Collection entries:

- - -

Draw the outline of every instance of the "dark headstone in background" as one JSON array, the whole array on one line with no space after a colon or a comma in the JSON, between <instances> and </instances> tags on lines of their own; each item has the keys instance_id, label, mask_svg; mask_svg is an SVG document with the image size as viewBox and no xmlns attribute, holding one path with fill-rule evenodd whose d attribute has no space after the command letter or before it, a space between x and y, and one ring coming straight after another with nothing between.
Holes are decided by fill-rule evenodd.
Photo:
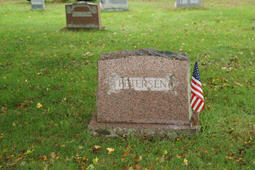
<instances>
[{"instance_id":1,"label":"dark headstone in background","mask_svg":"<svg viewBox=\"0 0 255 170\"><path fill-rule=\"evenodd\" d=\"M45 10L45 1L44 0L31 0L32 8L31 10Z\"/></svg>"}]
</instances>

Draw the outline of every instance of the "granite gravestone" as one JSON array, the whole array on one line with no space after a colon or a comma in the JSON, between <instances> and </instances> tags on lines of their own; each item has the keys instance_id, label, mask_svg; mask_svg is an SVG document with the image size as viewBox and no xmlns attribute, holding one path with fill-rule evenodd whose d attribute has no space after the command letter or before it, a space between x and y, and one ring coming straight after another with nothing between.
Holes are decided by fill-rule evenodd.
<instances>
[{"instance_id":1,"label":"granite gravestone","mask_svg":"<svg viewBox=\"0 0 255 170\"><path fill-rule=\"evenodd\" d=\"M192 134L189 60L152 49L106 53L98 60L97 114L89 128L108 136Z\"/></svg>"},{"instance_id":2,"label":"granite gravestone","mask_svg":"<svg viewBox=\"0 0 255 170\"><path fill-rule=\"evenodd\" d=\"M31 0L32 8L31 10L44 10L45 4L44 0Z\"/></svg>"},{"instance_id":3,"label":"granite gravestone","mask_svg":"<svg viewBox=\"0 0 255 170\"><path fill-rule=\"evenodd\" d=\"M101 29L98 4L82 1L67 4L66 25L67 29Z\"/></svg>"},{"instance_id":4,"label":"granite gravestone","mask_svg":"<svg viewBox=\"0 0 255 170\"><path fill-rule=\"evenodd\" d=\"M175 6L179 7L196 7L201 6L202 0L176 0Z\"/></svg>"},{"instance_id":5,"label":"granite gravestone","mask_svg":"<svg viewBox=\"0 0 255 170\"><path fill-rule=\"evenodd\" d=\"M104 8L102 11L125 11L128 10L127 0L103 0Z\"/></svg>"}]
</instances>

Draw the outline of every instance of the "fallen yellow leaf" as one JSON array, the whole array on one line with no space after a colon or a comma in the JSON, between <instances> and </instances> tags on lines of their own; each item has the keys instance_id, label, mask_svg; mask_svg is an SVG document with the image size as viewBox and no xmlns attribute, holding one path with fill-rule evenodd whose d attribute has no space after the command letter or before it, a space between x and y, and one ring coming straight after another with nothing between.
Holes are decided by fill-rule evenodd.
<instances>
[{"instance_id":1,"label":"fallen yellow leaf","mask_svg":"<svg viewBox=\"0 0 255 170\"><path fill-rule=\"evenodd\" d=\"M33 151L32 150L27 150L25 153L24 153L24 155L29 155L29 154L31 154Z\"/></svg>"},{"instance_id":2,"label":"fallen yellow leaf","mask_svg":"<svg viewBox=\"0 0 255 170\"><path fill-rule=\"evenodd\" d=\"M94 150L98 150L98 149L101 149L101 148L102 148L102 146L99 146L99 145L94 145L94 146L93 146L93 149L94 149Z\"/></svg>"},{"instance_id":3,"label":"fallen yellow leaf","mask_svg":"<svg viewBox=\"0 0 255 170\"><path fill-rule=\"evenodd\" d=\"M188 160L186 158L184 158L183 163L184 163L184 165L187 166L188 165Z\"/></svg>"},{"instance_id":4,"label":"fallen yellow leaf","mask_svg":"<svg viewBox=\"0 0 255 170\"><path fill-rule=\"evenodd\" d=\"M94 158L93 160L92 160L92 162L93 162L93 164L98 164L98 161L99 161L99 159L98 159L98 157L96 157L96 158Z\"/></svg>"},{"instance_id":5,"label":"fallen yellow leaf","mask_svg":"<svg viewBox=\"0 0 255 170\"><path fill-rule=\"evenodd\" d=\"M106 150L108 151L108 154L112 154L114 152L113 148L106 148Z\"/></svg>"}]
</instances>

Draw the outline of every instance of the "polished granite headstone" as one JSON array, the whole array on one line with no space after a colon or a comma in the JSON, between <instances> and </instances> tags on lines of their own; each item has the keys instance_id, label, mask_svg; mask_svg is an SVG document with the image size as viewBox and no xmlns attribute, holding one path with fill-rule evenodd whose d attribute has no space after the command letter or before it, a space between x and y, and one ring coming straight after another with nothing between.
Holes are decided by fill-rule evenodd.
<instances>
[{"instance_id":1,"label":"polished granite headstone","mask_svg":"<svg viewBox=\"0 0 255 170\"><path fill-rule=\"evenodd\" d=\"M176 137L191 127L189 60L180 53L141 49L103 54L98 60L94 134Z\"/></svg>"},{"instance_id":2,"label":"polished granite headstone","mask_svg":"<svg viewBox=\"0 0 255 170\"><path fill-rule=\"evenodd\" d=\"M100 10L96 3L76 2L66 5L67 29L101 29Z\"/></svg>"}]
</instances>

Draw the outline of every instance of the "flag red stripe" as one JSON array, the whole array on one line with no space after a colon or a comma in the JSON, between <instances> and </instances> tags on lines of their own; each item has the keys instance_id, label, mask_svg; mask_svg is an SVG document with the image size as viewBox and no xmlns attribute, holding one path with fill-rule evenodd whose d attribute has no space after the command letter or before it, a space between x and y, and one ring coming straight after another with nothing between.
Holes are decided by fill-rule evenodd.
<instances>
[{"instance_id":1,"label":"flag red stripe","mask_svg":"<svg viewBox=\"0 0 255 170\"><path fill-rule=\"evenodd\" d=\"M203 92L201 91L202 89L197 89L193 84L191 84L191 89L195 90L196 92L200 93L203 96Z\"/></svg>"},{"instance_id":2,"label":"flag red stripe","mask_svg":"<svg viewBox=\"0 0 255 170\"><path fill-rule=\"evenodd\" d=\"M200 88L202 88L202 85L201 85L201 83L197 80L197 79L195 79L193 76L192 76L192 80L191 80L194 84L196 84L197 86L199 86Z\"/></svg>"}]
</instances>

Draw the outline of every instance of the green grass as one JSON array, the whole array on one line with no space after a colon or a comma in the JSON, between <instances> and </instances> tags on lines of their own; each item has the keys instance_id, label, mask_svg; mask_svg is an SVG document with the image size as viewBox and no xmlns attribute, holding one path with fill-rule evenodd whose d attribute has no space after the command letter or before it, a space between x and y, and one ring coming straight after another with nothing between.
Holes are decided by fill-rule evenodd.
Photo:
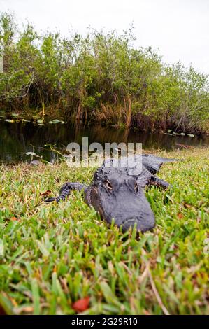
<instances>
[{"instance_id":1,"label":"green grass","mask_svg":"<svg viewBox=\"0 0 209 329\"><path fill-rule=\"evenodd\" d=\"M152 187L152 232L108 227L79 192L58 204L37 204L65 181L91 181L92 169L66 164L0 167L0 304L8 314L209 314L209 149L166 153L173 185ZM15 218L17 219L15 219ZM207 235L208 234L208 235Z\"/></svg>"}]
</instances>

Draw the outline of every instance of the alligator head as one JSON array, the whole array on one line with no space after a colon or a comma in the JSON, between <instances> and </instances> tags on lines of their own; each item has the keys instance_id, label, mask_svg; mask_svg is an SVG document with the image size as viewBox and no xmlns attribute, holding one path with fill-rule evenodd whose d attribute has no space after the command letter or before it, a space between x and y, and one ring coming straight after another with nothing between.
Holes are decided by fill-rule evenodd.
<instances>
[{"instance_id":1,"label":"alligator head","mask_svg":"<svg viewBox=\"0 0 209 329\"><path fill-rule=\"evenodd\" d=\"M123 232L134 224L137 230L145 232L154 227L155 220L143 187L134 176L103 167L94 174L87 202L108 223L113 219Z\"/></svg>"}]
</instances>

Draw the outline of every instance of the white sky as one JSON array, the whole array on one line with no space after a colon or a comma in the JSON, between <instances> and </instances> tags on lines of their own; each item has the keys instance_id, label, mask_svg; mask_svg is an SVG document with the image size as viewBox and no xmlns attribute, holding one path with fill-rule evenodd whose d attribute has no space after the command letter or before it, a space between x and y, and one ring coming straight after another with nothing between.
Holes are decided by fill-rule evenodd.
<instances>
[{"instance_id":1,"label":"white sky","mask_svg":"<svg viewBox=\"0 0 209 329\"><path fill-rule=\"evenodd\" d=\"M164 61L181 60L209 74L209 0L0 0L38 31L85 34L87 27L122 32L133 22L135 46L159 49Z\"/></svg>"}]
</instances>

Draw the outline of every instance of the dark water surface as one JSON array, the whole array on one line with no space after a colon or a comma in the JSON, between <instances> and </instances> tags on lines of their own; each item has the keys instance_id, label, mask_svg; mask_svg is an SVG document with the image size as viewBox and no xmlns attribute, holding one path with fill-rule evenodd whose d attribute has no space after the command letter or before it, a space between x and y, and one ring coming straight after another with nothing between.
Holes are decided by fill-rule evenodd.
<instances>
[{"instance_id":1,"label":"dark water surface","mask_svg":"<svg viewBox=\"0 0 209 329\"><path fill-rule=\"evenodd\" d=\"M75 141L81 145L82 136L89 137L92 142L134 142L142 143L143 148L173 150L180 146L209 146L209 137L171 135L164 133L148 133L133 130L119 130L113 127L100 125L81 126L72 124L45 124L44 126L32 122L14 122L0 120L0 162L16 162L30 159L27 152L33 151L43 155L43 159L52 162L57 155L45 149L45 144L55 145L64 153L69 143ZM182 146L180 146L182 147Z\"/></svg>"}]
</instances>

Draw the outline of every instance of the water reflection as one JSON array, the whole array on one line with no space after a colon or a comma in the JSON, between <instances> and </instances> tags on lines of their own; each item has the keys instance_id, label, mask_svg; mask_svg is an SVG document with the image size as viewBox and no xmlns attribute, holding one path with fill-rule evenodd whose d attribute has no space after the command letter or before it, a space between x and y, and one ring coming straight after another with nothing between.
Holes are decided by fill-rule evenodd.
<instances>
[{"instance_id":1,"label":"water reflection","mask_svg":"<svg viewBox=\"0 0 209 329\"><path fill-rule=\"evenodd\" d=\"M10 123L0 120L0 162L14 162L28 159L26 153L35 148L35 152L48 161L56 155L44 148L47 143L65 150L71 141L82 144L82 136L89 137L89 143L106 142L142 143L144 148L171 150L177 144L189 146L208 146L209 137L193 138L188 136L171 136L163 133L145 133L101 125L83 126L80 124L46 124L45 126L32 122Z\"/></svg>"}]
</instances>

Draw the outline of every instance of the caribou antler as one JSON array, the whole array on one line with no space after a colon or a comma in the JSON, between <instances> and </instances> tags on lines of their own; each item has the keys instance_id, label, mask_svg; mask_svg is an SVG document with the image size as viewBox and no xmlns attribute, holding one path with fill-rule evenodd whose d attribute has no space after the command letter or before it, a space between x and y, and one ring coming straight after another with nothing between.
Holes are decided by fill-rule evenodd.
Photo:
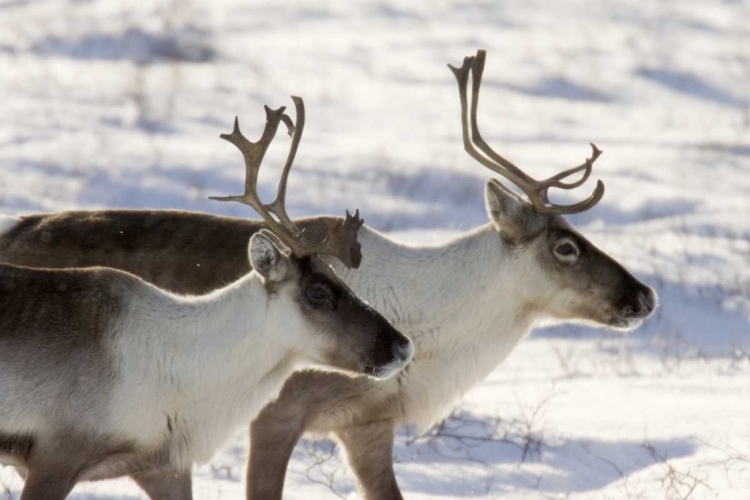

- - -

Rewrite the part of the material that opens with the line containing "Draw the outline of every instance of the caribou" and closes with the end of the material, swapping "antler" for "hoof" and keeping everything else the same. Leave out the pictures.

Draw the outline of every instance of the caribou hoof as one JSON array, the whole array on one line with no space after a colon or a comma in the JSON, between <instances> and </instances> tags on lines of their own; each item has the keys instance_id, label, mask_svg; mask_svg is an SVG document with the image size as viewBox and no xmlns attribute, holding one path with fill-rule evenodd whose d attribute has no space after the command letter or before it, a space between x and y, and one ring coming straight after another with nothing between.
Holes are decided by fill-rule evenodd.
Photo:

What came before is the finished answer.